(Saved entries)
□ □ □

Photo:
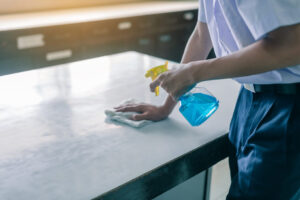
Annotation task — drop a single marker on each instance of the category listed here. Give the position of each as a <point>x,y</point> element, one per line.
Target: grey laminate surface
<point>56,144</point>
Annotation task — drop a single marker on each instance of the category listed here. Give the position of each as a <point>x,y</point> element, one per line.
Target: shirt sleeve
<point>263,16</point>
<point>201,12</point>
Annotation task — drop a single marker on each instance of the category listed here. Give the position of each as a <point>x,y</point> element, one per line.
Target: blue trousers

□ □ □

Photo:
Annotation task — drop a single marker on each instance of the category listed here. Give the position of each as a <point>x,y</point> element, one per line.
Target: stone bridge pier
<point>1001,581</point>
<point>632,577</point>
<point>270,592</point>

□ □ □

_WORK TO BE COMPLETED:_ In the data above, which lines lie between the line with "Target: shirt sleeve" and the line with "Target: blue trousers", inclusive? Print those lines exactly and nothing else.

_RESULT OF THIS EXERCISE:_
Target: shirt sleeve
<point>263,16</point>
<point>201,12</point>
Annotation task — drop a single marker on each instance of the category listed here. Give the position of each as a <point>x,y</point> element, one per line.
Target: blue trousers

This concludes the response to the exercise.